### EXERCISE BRIEF
Exactly how many lines in this data contain the word "cobblestone"? Only the number should be given.

### DATASET EXCERPTS
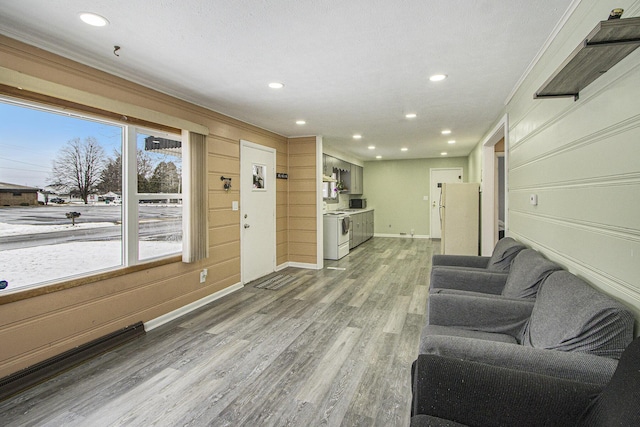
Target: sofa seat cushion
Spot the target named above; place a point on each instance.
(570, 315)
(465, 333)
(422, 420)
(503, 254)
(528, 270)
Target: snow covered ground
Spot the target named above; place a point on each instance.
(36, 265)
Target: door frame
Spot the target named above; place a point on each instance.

* * *

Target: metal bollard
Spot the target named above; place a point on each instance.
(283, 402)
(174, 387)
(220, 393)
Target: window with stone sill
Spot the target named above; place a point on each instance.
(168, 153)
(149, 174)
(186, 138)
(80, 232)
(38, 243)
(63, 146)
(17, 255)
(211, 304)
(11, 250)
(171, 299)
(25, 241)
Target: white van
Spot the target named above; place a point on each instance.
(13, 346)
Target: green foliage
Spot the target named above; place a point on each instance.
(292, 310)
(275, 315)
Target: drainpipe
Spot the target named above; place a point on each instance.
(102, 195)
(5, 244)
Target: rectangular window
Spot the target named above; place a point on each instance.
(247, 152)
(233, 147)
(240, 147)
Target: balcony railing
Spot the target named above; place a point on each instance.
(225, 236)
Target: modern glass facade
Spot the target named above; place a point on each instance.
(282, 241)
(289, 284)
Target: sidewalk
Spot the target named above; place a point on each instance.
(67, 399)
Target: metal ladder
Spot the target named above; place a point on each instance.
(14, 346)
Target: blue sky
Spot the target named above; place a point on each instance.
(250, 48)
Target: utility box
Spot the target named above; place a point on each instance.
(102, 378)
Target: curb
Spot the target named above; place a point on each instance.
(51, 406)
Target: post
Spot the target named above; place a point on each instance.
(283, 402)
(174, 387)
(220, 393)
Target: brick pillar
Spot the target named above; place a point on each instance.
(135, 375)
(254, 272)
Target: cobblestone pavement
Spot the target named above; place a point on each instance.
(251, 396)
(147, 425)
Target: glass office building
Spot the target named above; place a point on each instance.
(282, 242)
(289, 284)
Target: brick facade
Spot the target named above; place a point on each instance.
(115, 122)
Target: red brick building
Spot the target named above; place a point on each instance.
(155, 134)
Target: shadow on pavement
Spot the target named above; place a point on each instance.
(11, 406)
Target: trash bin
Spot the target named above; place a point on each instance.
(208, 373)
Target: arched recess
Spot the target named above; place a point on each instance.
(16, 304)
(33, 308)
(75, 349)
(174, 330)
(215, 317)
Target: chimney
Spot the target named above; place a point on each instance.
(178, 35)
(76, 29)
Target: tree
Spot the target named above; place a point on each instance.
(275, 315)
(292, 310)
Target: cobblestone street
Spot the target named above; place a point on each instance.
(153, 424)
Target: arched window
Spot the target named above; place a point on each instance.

* * *

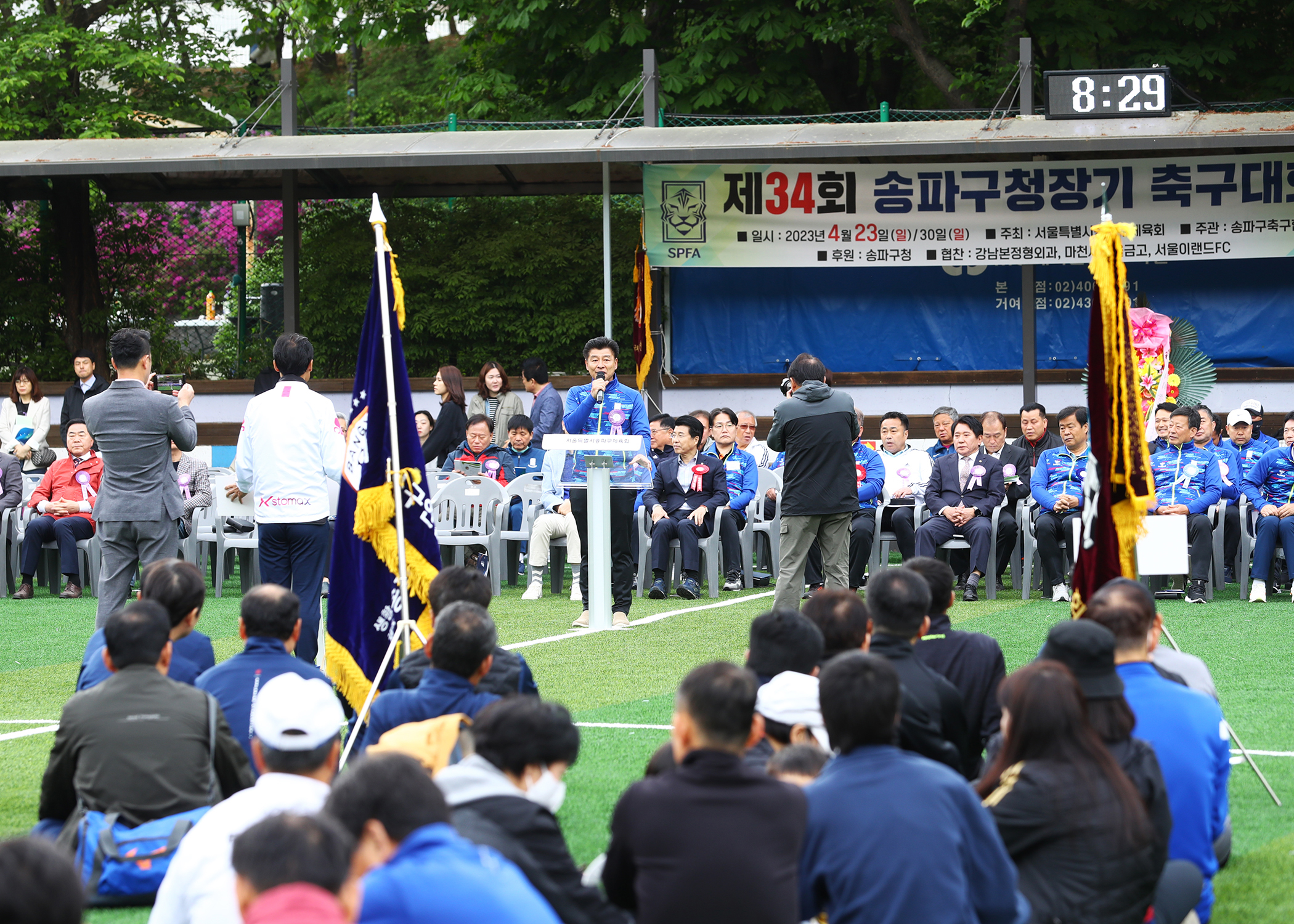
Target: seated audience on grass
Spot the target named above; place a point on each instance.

### ANSWER FOR THE TASK
2